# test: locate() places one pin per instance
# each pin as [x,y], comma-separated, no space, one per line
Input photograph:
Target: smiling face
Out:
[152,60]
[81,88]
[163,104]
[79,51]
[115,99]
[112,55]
_ _ _ _ _ _ _
INSTRUCTIONS TO FOLLOW: Exactly the lines from the one containing "# each pin as" to the last line of the entries above must be duplicated, with both of those lines included and nothing more.

TASK SOLUTION:
# each pin as [x,y], comma-separated, no space, one per line
Input photograph:
Target: smiling face
Out:
[152,60]
[81,88]
[163,104]
[79,51]
[115,99]
[112,55]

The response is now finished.